All of the data that appears below is to be given again precisely as written.

[[ Provided material, beginning ]]

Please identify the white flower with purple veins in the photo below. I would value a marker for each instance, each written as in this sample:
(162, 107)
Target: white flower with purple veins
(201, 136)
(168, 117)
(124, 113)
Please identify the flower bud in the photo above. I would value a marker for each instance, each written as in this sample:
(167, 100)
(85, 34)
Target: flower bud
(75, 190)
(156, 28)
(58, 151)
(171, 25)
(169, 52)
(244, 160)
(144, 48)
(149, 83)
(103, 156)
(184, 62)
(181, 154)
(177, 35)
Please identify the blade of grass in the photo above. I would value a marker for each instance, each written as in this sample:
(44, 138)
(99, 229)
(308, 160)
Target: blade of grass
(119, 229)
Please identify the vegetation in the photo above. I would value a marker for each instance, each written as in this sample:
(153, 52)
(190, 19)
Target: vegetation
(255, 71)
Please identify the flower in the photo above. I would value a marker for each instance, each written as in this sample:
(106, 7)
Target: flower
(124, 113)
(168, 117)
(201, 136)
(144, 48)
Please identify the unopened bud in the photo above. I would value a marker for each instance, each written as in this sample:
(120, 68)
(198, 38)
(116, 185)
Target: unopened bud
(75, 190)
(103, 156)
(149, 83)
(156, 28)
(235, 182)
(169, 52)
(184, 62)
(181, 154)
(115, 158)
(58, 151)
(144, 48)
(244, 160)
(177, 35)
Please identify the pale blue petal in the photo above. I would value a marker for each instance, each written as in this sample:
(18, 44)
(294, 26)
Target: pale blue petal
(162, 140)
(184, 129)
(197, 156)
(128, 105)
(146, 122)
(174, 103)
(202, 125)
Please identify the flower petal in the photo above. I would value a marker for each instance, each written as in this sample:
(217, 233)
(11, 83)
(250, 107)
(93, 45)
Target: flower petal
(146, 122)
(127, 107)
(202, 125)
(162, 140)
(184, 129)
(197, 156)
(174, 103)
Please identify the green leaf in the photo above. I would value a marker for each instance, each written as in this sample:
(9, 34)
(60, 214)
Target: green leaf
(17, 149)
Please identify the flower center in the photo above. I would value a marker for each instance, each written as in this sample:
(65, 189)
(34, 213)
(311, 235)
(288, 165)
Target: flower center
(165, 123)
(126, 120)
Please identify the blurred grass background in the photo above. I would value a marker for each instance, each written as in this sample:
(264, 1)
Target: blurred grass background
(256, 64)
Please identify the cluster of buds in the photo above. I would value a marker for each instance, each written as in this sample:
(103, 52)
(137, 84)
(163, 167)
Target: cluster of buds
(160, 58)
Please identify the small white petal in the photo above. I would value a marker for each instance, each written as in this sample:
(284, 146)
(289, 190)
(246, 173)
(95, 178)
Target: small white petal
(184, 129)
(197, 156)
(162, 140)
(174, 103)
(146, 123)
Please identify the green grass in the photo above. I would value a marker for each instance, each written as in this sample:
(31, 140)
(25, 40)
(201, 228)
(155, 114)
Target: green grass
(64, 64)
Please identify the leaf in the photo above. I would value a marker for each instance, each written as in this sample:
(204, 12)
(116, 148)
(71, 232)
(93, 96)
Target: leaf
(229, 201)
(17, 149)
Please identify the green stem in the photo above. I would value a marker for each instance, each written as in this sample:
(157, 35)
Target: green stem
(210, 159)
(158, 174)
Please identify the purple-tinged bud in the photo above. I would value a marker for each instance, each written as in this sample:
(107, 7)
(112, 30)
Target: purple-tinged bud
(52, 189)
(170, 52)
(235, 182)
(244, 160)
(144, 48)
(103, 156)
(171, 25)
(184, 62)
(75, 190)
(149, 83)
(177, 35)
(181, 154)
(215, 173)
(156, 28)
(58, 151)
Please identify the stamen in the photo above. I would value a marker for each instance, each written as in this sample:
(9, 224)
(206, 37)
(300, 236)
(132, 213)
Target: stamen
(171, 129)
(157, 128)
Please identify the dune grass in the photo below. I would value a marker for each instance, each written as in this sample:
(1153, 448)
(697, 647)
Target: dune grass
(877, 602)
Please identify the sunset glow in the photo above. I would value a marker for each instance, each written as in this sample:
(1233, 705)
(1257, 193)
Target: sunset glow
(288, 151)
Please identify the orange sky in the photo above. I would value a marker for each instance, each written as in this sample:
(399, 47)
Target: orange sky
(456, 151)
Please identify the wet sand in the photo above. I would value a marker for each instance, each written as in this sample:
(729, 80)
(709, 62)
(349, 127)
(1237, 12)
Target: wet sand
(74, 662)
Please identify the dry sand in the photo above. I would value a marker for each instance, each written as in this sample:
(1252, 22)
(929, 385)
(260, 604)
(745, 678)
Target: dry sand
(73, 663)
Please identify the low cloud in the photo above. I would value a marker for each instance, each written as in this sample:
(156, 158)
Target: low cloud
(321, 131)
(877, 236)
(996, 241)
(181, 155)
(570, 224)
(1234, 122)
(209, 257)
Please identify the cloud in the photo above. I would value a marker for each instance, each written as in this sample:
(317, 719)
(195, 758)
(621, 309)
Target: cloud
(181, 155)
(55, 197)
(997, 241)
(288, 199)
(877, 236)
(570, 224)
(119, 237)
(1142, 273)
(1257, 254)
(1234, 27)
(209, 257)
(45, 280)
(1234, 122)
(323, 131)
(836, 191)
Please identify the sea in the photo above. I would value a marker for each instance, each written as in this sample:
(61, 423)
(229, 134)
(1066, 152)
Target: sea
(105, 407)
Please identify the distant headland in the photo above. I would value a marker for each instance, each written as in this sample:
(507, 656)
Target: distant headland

[[ Provided material, end ]]

* **Completed task**:
Please identify the white flower with purple veins in the photo below. I would value a marker for each instance, each written as in this sample:
(162, 107)
Target: white flower with purple veins
(201, 136)
(168, 117)
(124, 113)
Please identify the flower bud in the photo above. I would value a marker for each instance, each written as in this sample:
(167, 100)
(85, 34)
Target: flower bud
(75, 190)
(156, 28)
(58, 151)
(171, 25)
(169, 52)
(244, 160)
(144, 48)
(149, 83)
(103, 156)
(184, 62)
(181, 154)
(177, 35)
Please identify the blade of grass in the photo above. I would value a marker for each instance, each written as in this sample:
(44, 138)
(99, 229)
(308, 160)
Target: blade of grass
(119, 229)
Please identify the vegetation in the photo above. I would value a marker for each instance, each written as in this sample:
(153, 52)
(190, 19)
Target: vegetation
(255, 71)
Please identify the flower in the photo above. I would value a marker for each instance, each written as in this sample:
(106, 7)
Target: flower
(124, 113)
(168, 117)
(201, 136)
(144, 48)
Please identify the unopened bud in the photo above. I would value a marker for each instance, each written as in this sample:
(120, 68)
(198, 38)
(116, 185)
Target: unopened bud
(75, 190)
(103, 156)
(149, 83)
(156, 28)
(235, 182)
(169, 52)
(184, 62)
(181, 154)
(115, 158)
(58, 151)
(144, 48)
(244, 160)
(177, 35)
Please identify the pale blue petal in the photo above. I would value a marker for each instance, each written as in this sample:
(18, 44)
(294, 26)
Target: pale blue petal
(162, 140)
(184, 129)
(197, 156)
(128, 105)
(146, 122)
(174, 103)
(202, 125)
Please identify the flower petal in the photo above. I would value a marker for each instance, each written as in this sample:
(217, 233)
(11, 83)
(250, 107)
(93, 45)
Target: flower petal
(146, 122)
(127, 107)
(202, 125)
(162, 140)
(184, 129)
(197, 156)
(174, 103)
Please identify the green leaf in the photo above. I would value a marker for each instance, each written as in this sample:
(9, 34)
(60, 214)
Target: green leaf
(17, 149)
Please identify the flower center in the photo above. I would value a marker for each instance, each written as in this sample:
(65, 189)
(34, 213)
(311, 235)
(288, 165)
Target: flower center
(165, 123)
(126, 120)
Please identify the blurred grass background in the photo above. I would value a marker for each instance, each written as in this sample:
(264, 1)
Target: blurred grass background
(256, 64)
Please identify the cluster of buds in the photo above. I would value a marker for each instance, each written as in this sample:
(103, 52)
(137, 84)
(163, 167)
Target: cluster of buds
(160, 58)
Please identify the small white petal in the photo above. I would value a marker for each instance, each written as in this sample:
(284, 146)
(289, 190)
(246, 173)
(95, 178)
Target: small white petal
(184, 129)
(197, 156)
(162, 140)
(174, 103)
(146, 123)
Please identify the green grass in the photo above. I would value a marker for each instance, each written as in this sample:
(31, 140)
(25, 40)
(201, 228)
(155, 114)
Target: green grass
(64, 64)
Please identify the leaf in the photo above. I would value a marker for each instance, each written as in this sample:
(204, 12)
(116, 148)
(71, 232)
(93, 96)
Target: leaf
(229, 201)
(17, 149)
Please identify the green stem in the photo above. I would value a marker for each instance, each written as in this sample:
(157, 35)
Target: green stem
(210, 159)
(158, 174)
Please identify the purple-tinged bud in the photo above. I would value a marker for each instance, each written as in this sample:
(107, 7)
(112, 30)
Target: purple-tinged bud
(52, 189)
(170, 52)
(235, 182)
(244, 160)
(144, 48)
(103, 156)
(171, 25)
(184, 62)
(75, 190)
(149, 83)
(177, 35)
(181, 154)
(215, 173)
(156, 28)
(58, 151)
Please identify the stamen in the photo above. I would value a marker for each instance, each written as in this sample:
(9, 224)
(206, 37)
(300, 236)
(132, 213)
Target: stamen
(171, 129)
(157, 128)
Please identify the dune grass in the photo below. I would value a marker for each instance, each written as in this sample:
(1153, 448)
(697, 647)
Target: dune grass
(877, 602)
Please identify the sunset glow in the photo above. I would value a marker for each instance, each written as in this sample:
(1233, 705)
(1257, 193)
Target: sunset glow
(288, 151)
Please identify the orange sky in the photo above. I would value a marker for each instance, each written as in this sample:
(399, 47)
Target: orange sky
(456, 151)
Please identify the wet sand in the photo above. I would value a marker for each instance, each written as in this sample:
(729, 80)
(709, 62)
(349, 127)
(1237, 12)
Target: wet sand
(74, 662)
Please identify the dry sand in the photo above. I would value a marker for each instance, each written as in this sample:
(1252, 22)
(929, 385)
(260, 604)
(745, 678)
Target: dry sand
(73, 663)
Please identify the low cloud in the photo above. I would value a marker for each instance, each written as in this sample:
(156, 158)
Target: low cloud
(321, 131)
(877, 236)
(996, 241)
(181, 155)
(570, 224)
(1234, 122)
(209, 257)
Please identify the cloud in the photo above. I would value a marker for each instance, each written as in this sample:
(317, 719)
(195, 758)
(621, 309)
Target: cloud
(181, 155)
(55, 197)
(997, 241)
(288, 199)
(877, 236)
(570, 224)
(119, 237)
(1142, 273)
(1257, 254)
(1234, 27)
(209, 257)
(45, 280)
(1234, 122)
(323, 131)
(836, 191)
Please identify the sea in the photo above. I would value a marker for each instance, each written as in this sample:
(61, 423)
(229, 134)
(1066, 152)
Target: sea
(105, 407)
Please identify the distant headland in the photo above. I would value a marker for each instance, each written as in this sample:
(507, 656)
Target: distant headland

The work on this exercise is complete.